*** Opening of Text under study ***

PREFACE.
T being usual for Authors, in Prefaces, to render an Account of the Occasion which gave Birth to their Writings, and to acquaint the Reader with the Design and Scope of their Discourses; I thought it convenient to continue a Custom approved by many illustrious Examples.
The Motive of publishing this Tract, is not the Intercession of Friends, for none had ever the View of any Part of it; and that it is not Design of Applause that has engaged me in this Undertaking, the Care I have had to conceal my Name will, I suppose, free me from such Suspicion: the chief Inducement proceeds from an Inclination to Mankind, to instruct them to preserve and prolong their Lives, thereby to prevent them from using fraudulent Quack Medicines (which are now become so universally vendible amongst them) or advising with such as are wholly ignorant; and I should think my self sufficiently rewarded for my Pains, if I could arrive to the Point of reforming the Abuses of the present, and restoring the Simplicity of the ancient Practice, by laying open to the World my Observations of the pretended and fallacious Methodus Medendi, and the Insignificancy of a great Part of their Materia Medica.
And here I will particularly address my self to all those Persons concern’d with me, who are the People or Patients; and the Physicians with their Followers, the Chirurgeons and Apothecaries: This Discourse is chiefly intended for the first, it being they who are most highly injured by the unwarrantable Practices of those we have therein accused; for although many understanding Persons among the People are sufficiently satisfied of the Abuses we have mentioned; and that it is of absolute Necessity some Reformation should be made: Yet all are not thus perswaded; for we may daily observe, that many who are less discerning, being deceiv’d by an imaginary Good, covet their own Ruin; and unless they be given to understand which is the Evil, and which is the Good, by Persons they have Reason to confide in, they must necessarily run much Hazard.
I have here endeavoured to undeceive them; which I should dispair of, did I only foresee Inconveniencies afar off (the Vulgar being led by Sense, and not by probable Conjectures); but since they do now actually labour under many, and those obvious, Inconveniencies, how short sover their sight be, the Senses of Feeling being no less acute in them than in others, I persuade my self, they will readily assent to those Truths I have largely discovered.
And here must I venture through all the Barricadoes and the Fortifications of popular Resentment; but Satires, like Incision, become necessary when the Humour rankles, and the Wound threatens Mortification; when Advice ceases to work; when Loss, Experience, and Disaster will not convince, then Satire reforms, by making the Error we embrace ridiculous: Shame works to make us forsake a Thing, which Instruction augments, or Persuasion could have no Effect upon.
Many and great Abuses, and of the last Importance to the People, have urged my Duty and demanded my Assistance; and if in my Essay on Health, I do persuade my Reader to the Regimen I have here laid down, he may assure himself of that Golden Panacea, that Elixir Salutis, at no other Charge but in cura seipsum.
It would by many be expected, that I should make an Apology for the great Liberties I have taken in my general Treatment of the whole Faculty; in which I claim the allow’d Exception, that there are some few very Eminent, and worthy of the first Honours and Dignity of Physick, and who by their unwearied Labour of Body and Application of Mind, have run through the Courses of Anatomy, Botany, Chymistry, and Galenick Pharmacy, and no less acquainted with the Virtues, Faults, and Preparations, Compositions and Doses of Vegetables, Animals, Minerals, and all the Shop Medicines.

*** Close of Text under study ***
*** Opening of Available data ***

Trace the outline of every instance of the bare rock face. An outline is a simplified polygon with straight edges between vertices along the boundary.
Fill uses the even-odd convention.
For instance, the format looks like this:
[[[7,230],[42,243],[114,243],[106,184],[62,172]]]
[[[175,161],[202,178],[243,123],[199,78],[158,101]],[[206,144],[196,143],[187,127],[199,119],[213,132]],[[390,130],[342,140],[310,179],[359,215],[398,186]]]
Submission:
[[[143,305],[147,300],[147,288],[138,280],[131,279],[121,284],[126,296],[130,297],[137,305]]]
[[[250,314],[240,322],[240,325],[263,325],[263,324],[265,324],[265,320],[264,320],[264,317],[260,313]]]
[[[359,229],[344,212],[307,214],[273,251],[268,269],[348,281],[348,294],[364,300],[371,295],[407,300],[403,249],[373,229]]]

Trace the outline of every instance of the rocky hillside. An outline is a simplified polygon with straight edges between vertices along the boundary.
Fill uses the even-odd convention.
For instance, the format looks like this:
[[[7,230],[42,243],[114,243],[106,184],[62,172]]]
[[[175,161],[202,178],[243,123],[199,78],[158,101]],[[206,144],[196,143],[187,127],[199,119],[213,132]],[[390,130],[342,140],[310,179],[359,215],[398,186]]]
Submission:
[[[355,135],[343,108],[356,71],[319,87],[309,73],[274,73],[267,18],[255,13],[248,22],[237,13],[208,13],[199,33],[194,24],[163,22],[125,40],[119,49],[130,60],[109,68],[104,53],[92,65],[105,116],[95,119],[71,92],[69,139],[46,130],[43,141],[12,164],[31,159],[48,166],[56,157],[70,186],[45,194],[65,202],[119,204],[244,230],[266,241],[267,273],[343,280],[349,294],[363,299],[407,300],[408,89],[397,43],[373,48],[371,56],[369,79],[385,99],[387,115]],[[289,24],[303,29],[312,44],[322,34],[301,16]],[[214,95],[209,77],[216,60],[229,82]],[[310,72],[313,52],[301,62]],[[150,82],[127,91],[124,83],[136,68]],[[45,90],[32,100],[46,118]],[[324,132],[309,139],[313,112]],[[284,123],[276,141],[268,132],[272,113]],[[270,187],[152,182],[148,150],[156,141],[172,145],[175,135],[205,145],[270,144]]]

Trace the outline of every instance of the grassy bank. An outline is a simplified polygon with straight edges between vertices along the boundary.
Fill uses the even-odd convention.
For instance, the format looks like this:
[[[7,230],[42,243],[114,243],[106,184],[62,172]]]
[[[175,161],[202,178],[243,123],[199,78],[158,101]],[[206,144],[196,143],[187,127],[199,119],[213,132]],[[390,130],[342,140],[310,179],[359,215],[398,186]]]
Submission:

*** Close of Available data ***

> [Tasks to carry out]:
• 1. Say whether each statement agrees with the preface. For each one, give yes or no and quote the words of the preface that settle it.
(a) Friends who had read parts of the work urged its publication.
(b) The discourse is chiefly intended for the people or patients.
(c) The writer of the preface chose to conceal their name.
• 2. Repeat the preface word for word from "And here must" to "no Effect upon.", inclusive.

> [Answers to the exercise]:
• 1.
(a) No: "The Motive of publishing this Tract, is not the Intercession of Friends, for none had ever the View of any Part of it"
(b) Yes: "This Discourse is chiefly intended for the first"
(c) Yes: "the Care I have had to conceal my Name"

• 2.
And here must I venture through all the Barricadoes and the Fortifications of popular Resentment; but Satires, like Incision, become necessary when the Humour rankles, and the Wound threatens Mortification; when Advice ceases to work; when Loss, Experience, and Disaster will not convince, then Satire reforms, by making the Error we embrace ridiculous: Shame works to make us forsake a Thing, which Instruction augments, or Persuasion could have no Effect upon.